◆ Exercise instructions
Rewrite the lines below, changing every "Mark" to "Outline" and leaving everything else untouched.

◆ Provided entries
--- begin ---

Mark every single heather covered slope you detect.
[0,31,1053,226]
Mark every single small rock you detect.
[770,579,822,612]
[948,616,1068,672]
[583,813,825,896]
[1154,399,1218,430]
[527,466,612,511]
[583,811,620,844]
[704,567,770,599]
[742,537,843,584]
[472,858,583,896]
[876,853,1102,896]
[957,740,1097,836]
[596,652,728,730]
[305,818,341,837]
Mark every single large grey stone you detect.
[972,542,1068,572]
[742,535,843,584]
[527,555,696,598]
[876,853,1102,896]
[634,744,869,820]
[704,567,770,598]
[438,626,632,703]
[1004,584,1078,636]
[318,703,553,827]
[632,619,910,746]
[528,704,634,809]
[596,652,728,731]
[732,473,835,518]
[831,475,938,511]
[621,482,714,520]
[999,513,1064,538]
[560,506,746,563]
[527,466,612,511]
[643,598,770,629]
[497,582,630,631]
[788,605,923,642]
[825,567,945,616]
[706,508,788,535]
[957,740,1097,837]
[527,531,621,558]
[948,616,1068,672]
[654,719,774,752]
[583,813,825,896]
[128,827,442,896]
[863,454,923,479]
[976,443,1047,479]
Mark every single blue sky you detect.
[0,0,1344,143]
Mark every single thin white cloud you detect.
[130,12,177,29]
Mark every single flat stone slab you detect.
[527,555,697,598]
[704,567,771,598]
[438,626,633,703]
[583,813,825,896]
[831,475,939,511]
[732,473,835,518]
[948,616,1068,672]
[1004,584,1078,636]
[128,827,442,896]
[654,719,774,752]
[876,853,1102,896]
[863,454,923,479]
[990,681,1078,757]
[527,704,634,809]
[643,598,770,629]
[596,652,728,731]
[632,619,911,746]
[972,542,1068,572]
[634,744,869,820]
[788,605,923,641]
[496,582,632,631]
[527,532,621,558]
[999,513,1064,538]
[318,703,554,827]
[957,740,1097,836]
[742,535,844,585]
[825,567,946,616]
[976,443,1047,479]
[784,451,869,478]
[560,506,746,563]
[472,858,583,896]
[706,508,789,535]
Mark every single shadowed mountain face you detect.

--- end ---

◆ Task result
Outline every single heather covered slope you detect.
[0,31,1053,226]
Outline every single small rock you detect.
[770,579,822,612]
[948,616,1068,672]
[583,813,825,896]
[1154,399,1218,430]
[527,466,612,511]
[583,811,620,844]
[704,567,770,599]
[742,537,843,584]
[472,858,583,896]
[876,853,1102,896]
[957,740,1097,836]
[596,652,728,730]
[305,818,341,837]
Outline every single large grey stone you detect.
[972,542,1068,572]
[742,535,843,584]
[527,555,696,598]
[876,853,1102,896]
[634,744,869,820]
[704,567,770,598]
[438,626,632,703]
[1004,584,1078,636]
[318,703,553,827]
[632,619,910,746]
[528,704,634,809]
[596,652,728,731]
[732,473,835,518]
[831,475,938,511]
[621,482,714,520]
[999,513,1064,538]
[560,506,746,563]
[527,466,612,511]
[643,598,770,629]
[497,582,630,631]
[788,605,923,642]
[825,567,945,616]
[706,508,788,535]
[957,740,1097,837]
[527,531,621,558]
[948,616,1068,672]
[654,719,774,752]
[583,813,825,896]
[128,827,442,896]
[863,454,923,479]
[976,443,1047,479]
Outline every single blue sky you detect.
[0,0,1344,143]
Outline every single thin white cloud you detect.
[130,12,177,29]
Outline every single flat stone slab you detect.
[527,555,697,598]
[704,567,771,598]
[438,626,633,703]
[583,813,825,896]
[831,475,939,511]
[732,473,835,518]
[948,616,1068,672]
[1004,584,1078,636]
[128,827,442,896]
[654,719,774,752]
[876,853,1102,896]
[863,454,923,479]
[990,681,1078,757]
[527,704,634,809]
[643,598,770,629]
[596,652,728,731]
[632,619,911,746]
[972,542,1068,572]
[634,744,869,820]
[788,605,923,641]
[496,582,632,631]
[527,532,621,558]
[999,513,1064,538]
[318,703,554,827]
[957,740,1097,836]
[742,535,844,585]
[825,567,946,616]
[976,443,1047,479]
[784,451,869,478]
[560,506,746,563]
[472,858,583,896]
[706,508,789,535]
Outline every single shadowed mountain face you detect.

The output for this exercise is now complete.